(Supplied data begins)
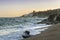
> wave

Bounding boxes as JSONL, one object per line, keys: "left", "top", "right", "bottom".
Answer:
{"left": 0, "top": 17, "right": 51, "bottom": 40}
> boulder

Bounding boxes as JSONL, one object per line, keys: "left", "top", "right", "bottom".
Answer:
{"left": 22, "top": 31, "right": 30, "bottom": 38}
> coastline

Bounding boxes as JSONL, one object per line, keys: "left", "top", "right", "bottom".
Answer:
{"left": 25, "top": 23, "right": 60, "bottom": 40}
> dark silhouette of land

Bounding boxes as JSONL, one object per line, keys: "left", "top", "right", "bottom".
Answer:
{"left": 21, "top": 8, "right": 60, "bottom": 18}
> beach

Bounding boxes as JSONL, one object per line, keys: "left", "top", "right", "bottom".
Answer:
{"left": 25, "top": 23, "right": 60, "bottom": 40}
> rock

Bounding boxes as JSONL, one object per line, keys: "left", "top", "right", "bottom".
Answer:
{"left": 48, "top": 13, "right": 57, "bottom": 22}
{"left": 56, "top": 14, "right": 60, "bottom": 22}
{"left": 22, "top": 31, "right": 30, "bottom": 38}
{"left": 37, "top": 13, "right": 60, "bottom": 24}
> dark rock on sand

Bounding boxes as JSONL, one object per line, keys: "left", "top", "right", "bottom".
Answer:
{"left": 22, "top": 31, "right": 30, "bottom": 38}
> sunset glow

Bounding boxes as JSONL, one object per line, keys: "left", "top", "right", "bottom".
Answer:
{"left": 0, "top": 0, "right": 60, "bottom": 17}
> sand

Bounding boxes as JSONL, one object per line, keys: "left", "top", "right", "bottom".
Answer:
{"left": 25, "top": 23, "right": 60, "bottom": 40}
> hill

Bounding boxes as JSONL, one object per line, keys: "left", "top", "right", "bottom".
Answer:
{"left": 21, "top": 8, "right": 60, "bottom": 18}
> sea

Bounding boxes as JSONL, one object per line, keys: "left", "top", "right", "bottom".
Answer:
{"left": 0, "top": 17, "right": 51, "bottom": 40}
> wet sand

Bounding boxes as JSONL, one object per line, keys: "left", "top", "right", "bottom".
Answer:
{"left": 25, "top": 23, "right": 60, "bottom": 40}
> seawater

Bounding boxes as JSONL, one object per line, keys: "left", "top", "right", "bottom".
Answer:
{"left": 0, "top": 17, "right": 51, "bottom": 40}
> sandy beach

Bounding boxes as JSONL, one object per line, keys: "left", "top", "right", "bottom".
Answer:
{"left": 25, "top": 23, "right": 60, "bottom": 40}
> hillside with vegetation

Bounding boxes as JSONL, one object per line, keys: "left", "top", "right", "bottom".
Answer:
{"left": 21, "top": 8, "right": 60, "bottom": 18}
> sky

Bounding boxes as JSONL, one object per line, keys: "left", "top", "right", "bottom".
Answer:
{"left": 0, "top": 0, "right": 60, "bottom": 17}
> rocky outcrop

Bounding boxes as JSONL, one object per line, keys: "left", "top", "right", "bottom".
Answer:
{"left": 56, "top": 14, "right": 60, "bottom": 22}
{"left": 37, "top": 13, "right": 60, "bottom": 24}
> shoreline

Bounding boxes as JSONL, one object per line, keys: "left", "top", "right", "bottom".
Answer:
{"left": 25, "top": 23, "right": 60, "bottom": 40}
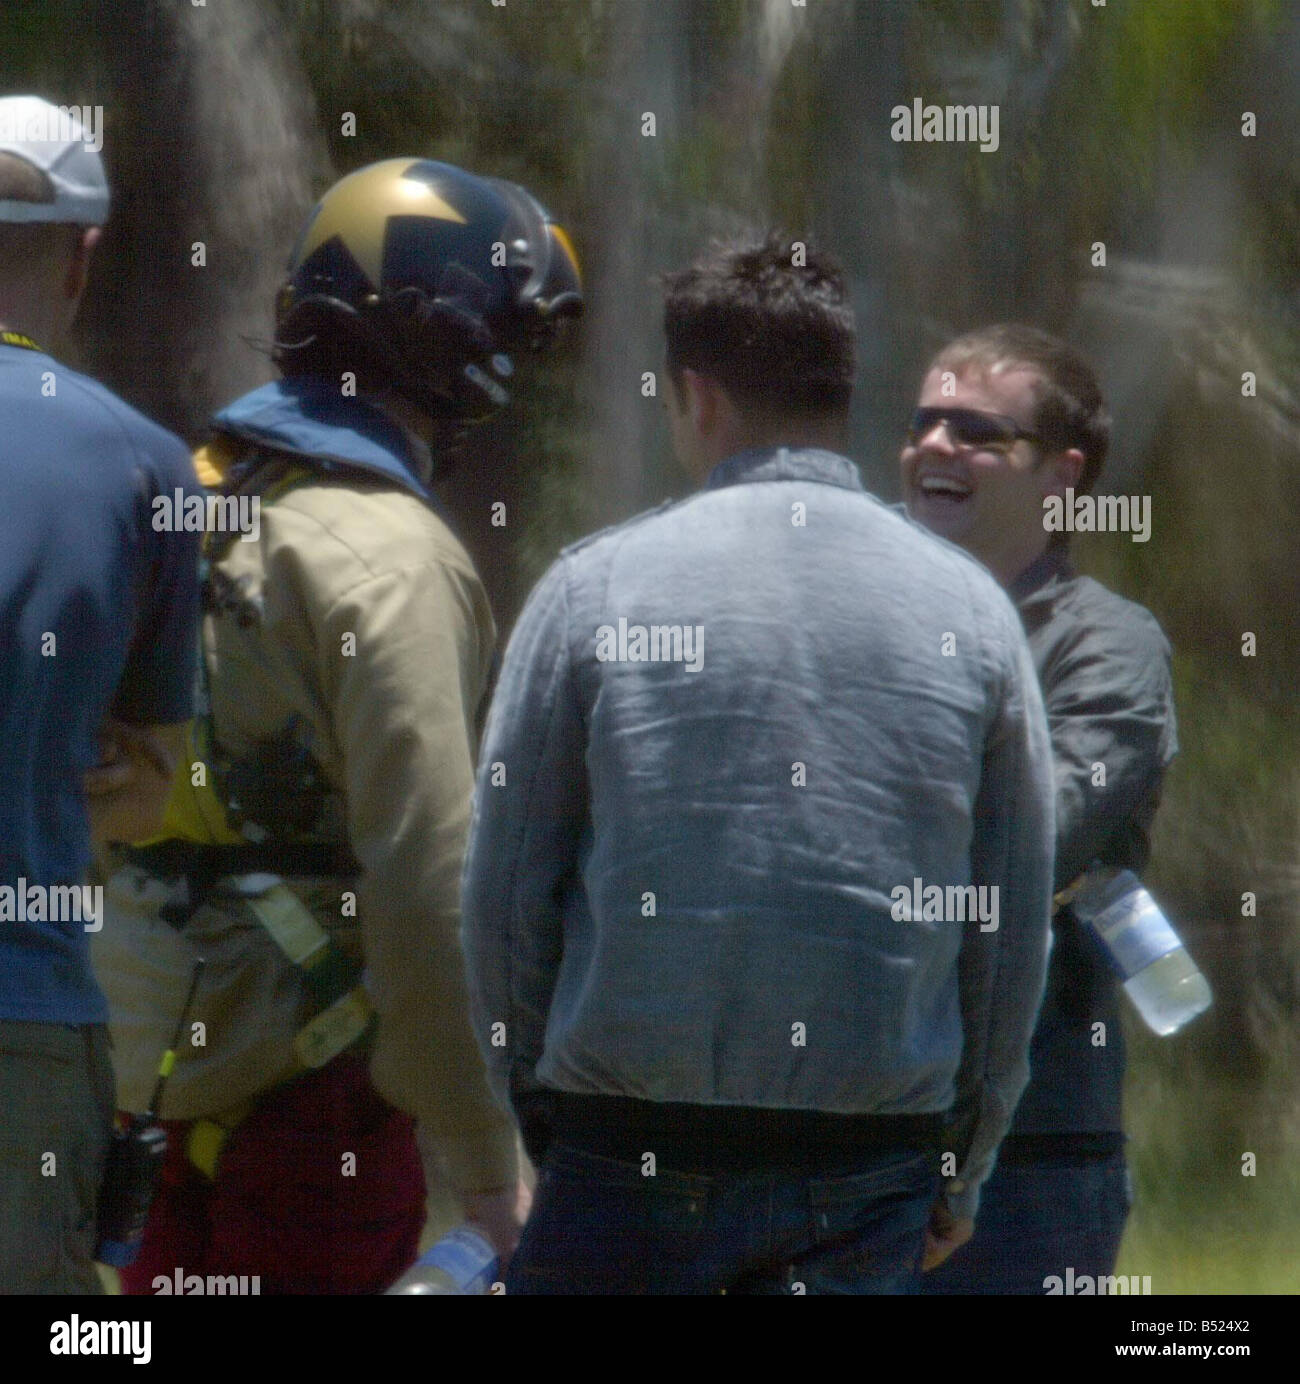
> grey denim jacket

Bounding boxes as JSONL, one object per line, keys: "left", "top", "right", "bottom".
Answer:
{"left": 462, "top": 447, "right": 1055, "bottom": 1218}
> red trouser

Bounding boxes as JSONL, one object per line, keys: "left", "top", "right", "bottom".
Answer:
{"left": 120, "top": 1052, "right": 425, "bottom": 1295}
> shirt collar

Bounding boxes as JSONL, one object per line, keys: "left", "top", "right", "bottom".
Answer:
{"left": 1009, "top": 545, "right": 1074, "bottom": 604}
{"left": 703, "top": 446, "right": 865, "bottom": 494}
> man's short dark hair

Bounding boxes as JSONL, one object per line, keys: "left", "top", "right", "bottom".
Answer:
{"left": 0, "top": 152, "right": 81, "bottom": 288}
{"left": 662, "top": 232, "right": 856, "bottom": 424}
{"left": 930, "top": 324, "right": 1111, "bottom": 495}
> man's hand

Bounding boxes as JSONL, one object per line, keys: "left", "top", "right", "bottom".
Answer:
{"left": 462, "top": 1179, "right": 532, "bottom": 1274}
{"left": 922, "top": 1197, "right": 975, "bottom": 1271}
{"left": 85, "top": 719, "right": 185, "bottom": 848}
(Supplied data ends)
**Task objective**.
Leave the images behind and write out every entry exactly.

**Exercise response**.
> wave

Bounding boxes as JSONL, one object per line, keys: "left", "top", "right", "bottom".
Answer:
{"left": 0, "top": 17, "right": 51, "bottom": 40}
> boulder

Bounding boxes as JSONL, one object per line, keys: "left", "top", "right", "bottom".
Answer:
{"left": 22, "top": 31, "right": 30, "bottom": 38}
> coastline

Bounding boxes as JSONL, one object per line, keys: "left", "top", "right", "bottom".
Answer:
{"left": 25, "top": 23, "right": 60, "bottom": 40}
> dark silhouette of land

Bounding boxes as JSONL, one object per line, keys: "left", "top", "right", "bottom".
Answer:
{"left": 21, "top": 8, "right": 60, "bottom": 18}
> beach

Bounding boxes as JSONL, one object per line, keys: "left", "top", "right", "bottom".
Answer:
{"left": 25, "top": 23, "right": 60, "bottom": 40}
> rock

Bounding boxes as JSONL, one object per line, keys: "left", "top", "right", "bottom".
Answer:
{"left": 48, "top": 13, "right": 57, "bottom": 22}
{"left": 56, "top": 14, "right": 60, "bottom": 22}
{"left": 22, "top": 31, "right": 30, "bottom": 38}
{"left": 37, "top": 13, "right": 60, "bottom": 24}
> dark rock on sand

Bounding boxes as JSONL, one object per line, keys: "left", "top", "right", "bottom".
Answer:
{"left": 22, "top": 31, "right": 30, "bottom": 38}
> sunset glow

Bounding boxes as JSONL, one object per line, keys: "left", "top", "right", "bottom".
Answer:
{"left": 0, "top": 0, "right": 60, "bottom": 17}
> sand

Bounding boxes as JSONL, one object per line, keys: "left", "top", "right", "bottom".
Answer:
{"left": 25, "top": 23, "right": 60, "bottom": 40}
> hill

Bounding boxes as JSONL, one object per line, keys: "left", "top", "right", "bottom".
Answer:
{"left": 21, "top": 8, "right": 60, "bottom": 18}
> sea

Bounding boxes as JSONL, one object per line, keys: "left", "top", "right", "bottom".
Answer:
{"left": 0, "top": 17, "right": 51, "bottom": 40}
> wet sand

Bounding boxes as JSONL, one object per line, keys: "left", "top", "right", "bottom".
Answer:
{"left": 25, "top": 23, "right": 60, "bottom": 40}
> seawater

Bounding boxes as JSONL, one object per line, keys: "left", "top", "right", "bottom".
Answer:
{"left": 0, "top": 17, "right": 51, "bottom": 40}
> sandy beach

Bounding boxes as JSONL, one object per line, keys: "left", "top", "right", "bottom".
Answer:
{"left": 25, "top": 23, "right": 60, "bottom": 40}
> hillside with vegetation

Bounding boxes as JSONL, one object per line, keys: "left", "top", "right", "bottom".
Answer:
{"left": 21, "top": 8, "right": 60, "bottom": 18}
> sky

Bounding boxes as JSONL, one object per line, keys: "left", "top", "right", "bottom".
Answer:
{"left": 0, "top": 0, "right": 60, "bottom": 17}
> rocky outcrop

Bounding boxes as JSONL, one object per line, keys: "left", "top", "right", "bottom".
Answer:
{"left": 56, "top": 14, "right": 60, "bottom": 22}
{"left": 37, "top": 13, "right": 60, "bottom": 24}
> shoreline

Bounding boxes as JSONL, one object per line, keys: "left", "top", "right", "bottom".
Answer:
{"left": 25, "top": 23, "right": 60, "bottom": 40}
> grey denim jacket

Bounding boxes as JSONL, one object per line, keys: "left", "top", "right", "bottom".
Answer:
{"left": 462, "top": 447, "right": 1055, "bottom": 1218}
> red trouser

Bounding boxes as JSONL, one object per line, keys: "left", "top", "right", "bottom".
Answer:
{"left": 120, "top": 1052, "right": 425, "bottom": 1295}
> shirt collar

Bounding boxes as JSONL, one object per line, keys: "left", "top", "right", "bottom".
Answer:
{"left": 1009, "top": 545, "right": 1074, "bottom": 604}
{"left": 703, "top": 446, "right": 865, "bottom": 494}
> man's short dark hair

Bounding boxes as JSONL, one object per line, keys: "left", "top", "right", "bottom".
Answer:
{"left": 0, "top": 152, "right": 81, "bottom": 288}
{"left": 662, "top": 232, "right": 856, "bottom": 424}
{"left": 930, "top": 324, "right": 1111, "bottom": 495}
> man's hand

Bounding boxes as JSONL, one object per line, keys: "left", "top", "right", "bottom".
Answer:
{"left": 462, "top": 1179, "right": 532, "bottom": 1274}
{"left": 922, "top": 1197, "right": 975, "bottom": 1271}
{"left": 85, "top": 719, "right": 185, "bottom": 848}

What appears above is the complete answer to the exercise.